*WHAT THIS TASK INVOLVES*
Show each line of the records below that contains the word "winter", copied in full.

*INFORMATION GIVEN*

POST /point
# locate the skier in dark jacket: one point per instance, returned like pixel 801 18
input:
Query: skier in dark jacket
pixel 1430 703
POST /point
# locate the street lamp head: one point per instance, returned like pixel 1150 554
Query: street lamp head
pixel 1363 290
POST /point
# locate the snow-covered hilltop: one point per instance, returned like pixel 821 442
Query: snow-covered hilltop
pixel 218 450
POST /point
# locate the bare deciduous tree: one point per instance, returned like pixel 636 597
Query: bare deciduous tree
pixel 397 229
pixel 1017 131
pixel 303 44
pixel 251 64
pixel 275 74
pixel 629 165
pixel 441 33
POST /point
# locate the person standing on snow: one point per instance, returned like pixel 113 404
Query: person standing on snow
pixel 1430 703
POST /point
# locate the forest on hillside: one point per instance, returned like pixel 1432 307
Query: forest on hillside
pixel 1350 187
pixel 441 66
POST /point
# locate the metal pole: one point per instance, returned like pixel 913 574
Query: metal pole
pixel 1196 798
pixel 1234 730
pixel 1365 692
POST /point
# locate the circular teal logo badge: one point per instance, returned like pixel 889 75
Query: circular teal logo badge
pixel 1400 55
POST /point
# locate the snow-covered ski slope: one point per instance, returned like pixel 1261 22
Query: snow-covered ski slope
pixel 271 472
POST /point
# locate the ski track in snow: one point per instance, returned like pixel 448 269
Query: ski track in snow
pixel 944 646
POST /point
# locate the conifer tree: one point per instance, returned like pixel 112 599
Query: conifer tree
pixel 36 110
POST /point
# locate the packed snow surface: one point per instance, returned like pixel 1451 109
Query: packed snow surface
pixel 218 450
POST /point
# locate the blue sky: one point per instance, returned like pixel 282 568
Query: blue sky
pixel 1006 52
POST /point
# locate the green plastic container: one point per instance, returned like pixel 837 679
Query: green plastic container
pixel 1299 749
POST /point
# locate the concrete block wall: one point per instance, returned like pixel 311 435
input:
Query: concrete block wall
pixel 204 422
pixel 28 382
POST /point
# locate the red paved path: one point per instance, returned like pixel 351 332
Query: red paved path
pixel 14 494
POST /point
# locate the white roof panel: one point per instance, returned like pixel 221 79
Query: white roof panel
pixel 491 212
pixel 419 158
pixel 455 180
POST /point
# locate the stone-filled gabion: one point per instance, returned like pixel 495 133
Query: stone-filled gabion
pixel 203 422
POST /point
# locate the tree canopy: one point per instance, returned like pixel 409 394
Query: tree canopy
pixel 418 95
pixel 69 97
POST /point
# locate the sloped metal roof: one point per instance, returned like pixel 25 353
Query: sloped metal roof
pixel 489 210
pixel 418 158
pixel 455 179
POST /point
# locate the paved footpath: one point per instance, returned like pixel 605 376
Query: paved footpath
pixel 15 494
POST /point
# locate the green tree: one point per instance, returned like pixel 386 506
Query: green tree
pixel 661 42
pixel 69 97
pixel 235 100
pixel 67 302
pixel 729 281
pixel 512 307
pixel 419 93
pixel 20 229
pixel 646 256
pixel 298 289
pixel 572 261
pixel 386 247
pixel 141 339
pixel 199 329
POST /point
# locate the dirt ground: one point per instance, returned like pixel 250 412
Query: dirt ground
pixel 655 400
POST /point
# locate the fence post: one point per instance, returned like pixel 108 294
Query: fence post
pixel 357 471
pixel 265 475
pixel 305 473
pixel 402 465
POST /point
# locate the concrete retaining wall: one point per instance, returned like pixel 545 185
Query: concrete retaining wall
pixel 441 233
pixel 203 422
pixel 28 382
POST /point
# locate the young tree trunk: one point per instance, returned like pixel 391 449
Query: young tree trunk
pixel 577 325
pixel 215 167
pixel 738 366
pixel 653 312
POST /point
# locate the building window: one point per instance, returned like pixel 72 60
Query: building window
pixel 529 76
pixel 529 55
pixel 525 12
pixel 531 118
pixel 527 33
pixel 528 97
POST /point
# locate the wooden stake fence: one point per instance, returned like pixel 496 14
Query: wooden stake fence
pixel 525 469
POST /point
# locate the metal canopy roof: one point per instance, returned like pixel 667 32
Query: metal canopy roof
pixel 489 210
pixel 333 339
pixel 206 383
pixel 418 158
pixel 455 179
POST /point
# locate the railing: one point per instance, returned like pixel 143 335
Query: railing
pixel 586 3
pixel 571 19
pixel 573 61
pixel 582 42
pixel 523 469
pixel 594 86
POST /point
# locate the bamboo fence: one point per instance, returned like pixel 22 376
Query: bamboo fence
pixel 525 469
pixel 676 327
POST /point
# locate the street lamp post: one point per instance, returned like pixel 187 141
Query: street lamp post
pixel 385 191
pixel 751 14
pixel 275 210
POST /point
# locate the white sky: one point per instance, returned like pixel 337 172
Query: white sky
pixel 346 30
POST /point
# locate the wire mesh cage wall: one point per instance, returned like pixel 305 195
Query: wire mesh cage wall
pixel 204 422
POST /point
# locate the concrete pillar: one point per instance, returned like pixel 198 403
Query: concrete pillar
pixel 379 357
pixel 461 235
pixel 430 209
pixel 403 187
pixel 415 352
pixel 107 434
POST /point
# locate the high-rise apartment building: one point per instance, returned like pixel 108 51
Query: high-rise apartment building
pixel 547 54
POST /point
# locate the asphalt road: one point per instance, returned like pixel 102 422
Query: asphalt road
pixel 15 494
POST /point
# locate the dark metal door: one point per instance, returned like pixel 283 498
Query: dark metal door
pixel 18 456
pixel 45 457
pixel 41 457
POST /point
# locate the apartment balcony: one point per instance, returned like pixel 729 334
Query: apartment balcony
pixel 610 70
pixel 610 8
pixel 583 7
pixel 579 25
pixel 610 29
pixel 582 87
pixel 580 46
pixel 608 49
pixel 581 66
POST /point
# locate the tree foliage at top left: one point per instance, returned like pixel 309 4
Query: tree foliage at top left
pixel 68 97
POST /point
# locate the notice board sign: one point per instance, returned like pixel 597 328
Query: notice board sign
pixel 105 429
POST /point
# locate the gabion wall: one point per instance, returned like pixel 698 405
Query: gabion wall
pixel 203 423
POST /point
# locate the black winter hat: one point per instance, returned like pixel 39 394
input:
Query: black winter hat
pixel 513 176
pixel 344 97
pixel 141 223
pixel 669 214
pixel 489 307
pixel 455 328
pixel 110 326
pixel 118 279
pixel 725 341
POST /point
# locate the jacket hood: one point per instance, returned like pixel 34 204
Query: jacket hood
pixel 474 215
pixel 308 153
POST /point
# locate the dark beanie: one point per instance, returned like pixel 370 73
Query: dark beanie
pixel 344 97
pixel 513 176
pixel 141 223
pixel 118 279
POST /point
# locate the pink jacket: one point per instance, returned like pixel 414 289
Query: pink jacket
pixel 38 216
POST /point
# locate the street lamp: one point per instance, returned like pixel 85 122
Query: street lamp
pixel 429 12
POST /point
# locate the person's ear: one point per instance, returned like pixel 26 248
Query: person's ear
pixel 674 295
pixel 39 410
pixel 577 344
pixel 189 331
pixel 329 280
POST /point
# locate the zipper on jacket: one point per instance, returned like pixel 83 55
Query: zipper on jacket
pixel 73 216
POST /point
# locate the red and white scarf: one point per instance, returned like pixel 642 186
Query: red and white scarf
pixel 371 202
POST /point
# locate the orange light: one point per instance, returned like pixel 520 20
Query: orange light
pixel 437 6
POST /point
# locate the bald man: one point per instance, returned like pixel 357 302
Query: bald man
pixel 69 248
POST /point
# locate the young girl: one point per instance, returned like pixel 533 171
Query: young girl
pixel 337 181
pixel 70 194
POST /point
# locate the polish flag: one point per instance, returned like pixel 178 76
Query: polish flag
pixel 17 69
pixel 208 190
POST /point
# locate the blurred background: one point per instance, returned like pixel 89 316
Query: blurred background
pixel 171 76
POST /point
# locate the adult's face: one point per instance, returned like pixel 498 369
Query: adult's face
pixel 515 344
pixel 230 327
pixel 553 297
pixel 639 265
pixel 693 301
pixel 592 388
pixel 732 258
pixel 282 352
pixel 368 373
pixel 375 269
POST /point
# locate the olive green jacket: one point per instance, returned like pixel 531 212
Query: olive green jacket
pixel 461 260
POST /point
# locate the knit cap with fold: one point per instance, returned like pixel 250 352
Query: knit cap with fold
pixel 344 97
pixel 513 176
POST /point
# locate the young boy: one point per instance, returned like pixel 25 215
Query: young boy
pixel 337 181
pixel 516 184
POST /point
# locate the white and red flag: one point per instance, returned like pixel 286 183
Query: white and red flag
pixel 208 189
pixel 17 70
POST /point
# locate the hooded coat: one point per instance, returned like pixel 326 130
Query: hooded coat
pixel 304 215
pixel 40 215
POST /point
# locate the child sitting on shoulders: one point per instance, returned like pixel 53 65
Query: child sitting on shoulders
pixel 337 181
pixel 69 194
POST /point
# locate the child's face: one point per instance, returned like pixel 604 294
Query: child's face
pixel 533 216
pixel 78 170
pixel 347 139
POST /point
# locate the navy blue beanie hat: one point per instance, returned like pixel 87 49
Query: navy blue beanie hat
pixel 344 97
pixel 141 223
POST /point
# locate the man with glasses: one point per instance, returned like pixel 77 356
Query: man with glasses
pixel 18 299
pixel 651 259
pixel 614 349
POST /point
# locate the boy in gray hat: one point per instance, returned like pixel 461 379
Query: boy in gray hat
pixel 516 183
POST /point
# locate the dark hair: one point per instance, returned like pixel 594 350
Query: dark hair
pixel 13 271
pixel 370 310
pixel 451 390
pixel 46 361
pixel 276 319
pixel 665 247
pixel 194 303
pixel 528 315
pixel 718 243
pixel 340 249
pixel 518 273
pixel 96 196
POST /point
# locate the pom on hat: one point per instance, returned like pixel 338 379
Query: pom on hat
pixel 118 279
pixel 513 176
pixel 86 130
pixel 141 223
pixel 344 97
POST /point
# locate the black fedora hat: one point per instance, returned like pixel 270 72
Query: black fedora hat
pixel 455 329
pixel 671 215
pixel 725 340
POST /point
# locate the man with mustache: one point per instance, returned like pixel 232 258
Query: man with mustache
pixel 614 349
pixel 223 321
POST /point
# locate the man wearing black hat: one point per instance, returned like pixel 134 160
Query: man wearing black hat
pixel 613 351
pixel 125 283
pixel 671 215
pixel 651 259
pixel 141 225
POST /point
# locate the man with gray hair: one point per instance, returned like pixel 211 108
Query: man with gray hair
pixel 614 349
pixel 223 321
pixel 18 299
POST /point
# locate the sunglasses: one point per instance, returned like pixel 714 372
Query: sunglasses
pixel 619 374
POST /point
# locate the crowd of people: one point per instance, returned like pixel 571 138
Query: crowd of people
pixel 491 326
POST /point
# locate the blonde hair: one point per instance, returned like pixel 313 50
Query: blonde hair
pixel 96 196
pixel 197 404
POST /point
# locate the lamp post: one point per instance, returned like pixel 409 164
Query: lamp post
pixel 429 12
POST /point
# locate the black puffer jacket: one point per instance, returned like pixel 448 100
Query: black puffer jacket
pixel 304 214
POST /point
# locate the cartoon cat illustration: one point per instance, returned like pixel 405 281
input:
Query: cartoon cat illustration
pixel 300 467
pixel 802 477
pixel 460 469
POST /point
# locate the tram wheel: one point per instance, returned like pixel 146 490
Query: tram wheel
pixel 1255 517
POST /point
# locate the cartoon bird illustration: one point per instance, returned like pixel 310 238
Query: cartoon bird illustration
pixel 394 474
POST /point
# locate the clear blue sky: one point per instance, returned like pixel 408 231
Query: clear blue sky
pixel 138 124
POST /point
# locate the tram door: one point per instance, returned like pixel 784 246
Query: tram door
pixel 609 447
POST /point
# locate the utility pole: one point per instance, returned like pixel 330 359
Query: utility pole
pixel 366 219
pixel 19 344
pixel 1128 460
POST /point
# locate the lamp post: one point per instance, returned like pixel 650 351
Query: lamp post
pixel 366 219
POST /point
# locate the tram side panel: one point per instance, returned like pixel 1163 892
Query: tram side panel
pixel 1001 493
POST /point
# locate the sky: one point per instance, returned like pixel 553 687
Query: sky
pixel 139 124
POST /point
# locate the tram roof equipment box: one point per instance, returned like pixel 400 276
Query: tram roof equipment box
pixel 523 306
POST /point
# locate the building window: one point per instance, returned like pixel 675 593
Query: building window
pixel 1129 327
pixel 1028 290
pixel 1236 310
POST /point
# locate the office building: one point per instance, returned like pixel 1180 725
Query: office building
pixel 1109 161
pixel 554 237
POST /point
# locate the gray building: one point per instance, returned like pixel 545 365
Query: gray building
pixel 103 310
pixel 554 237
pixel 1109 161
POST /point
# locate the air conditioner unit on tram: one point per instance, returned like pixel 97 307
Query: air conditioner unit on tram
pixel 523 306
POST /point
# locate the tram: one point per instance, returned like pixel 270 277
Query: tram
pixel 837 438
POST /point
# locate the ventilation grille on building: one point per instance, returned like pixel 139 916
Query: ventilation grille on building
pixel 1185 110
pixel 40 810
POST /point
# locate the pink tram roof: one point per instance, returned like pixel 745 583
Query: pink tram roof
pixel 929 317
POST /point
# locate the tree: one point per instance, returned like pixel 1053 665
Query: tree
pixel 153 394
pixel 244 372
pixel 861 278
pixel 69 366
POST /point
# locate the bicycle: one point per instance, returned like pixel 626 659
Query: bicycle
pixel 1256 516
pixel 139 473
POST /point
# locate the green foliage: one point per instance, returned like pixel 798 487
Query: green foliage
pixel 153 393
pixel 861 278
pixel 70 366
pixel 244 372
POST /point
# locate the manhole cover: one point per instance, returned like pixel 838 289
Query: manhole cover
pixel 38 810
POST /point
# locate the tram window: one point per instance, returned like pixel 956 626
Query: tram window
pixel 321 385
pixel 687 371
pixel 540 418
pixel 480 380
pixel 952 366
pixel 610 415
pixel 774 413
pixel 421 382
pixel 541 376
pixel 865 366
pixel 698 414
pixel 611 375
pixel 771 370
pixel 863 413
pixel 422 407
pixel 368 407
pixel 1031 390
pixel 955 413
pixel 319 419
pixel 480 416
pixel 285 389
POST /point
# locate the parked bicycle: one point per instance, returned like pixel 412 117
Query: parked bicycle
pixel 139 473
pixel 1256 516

*REPLY*
# locate the black winter hat: one point per instance, returned like pixel 39 394
Query: black winter hat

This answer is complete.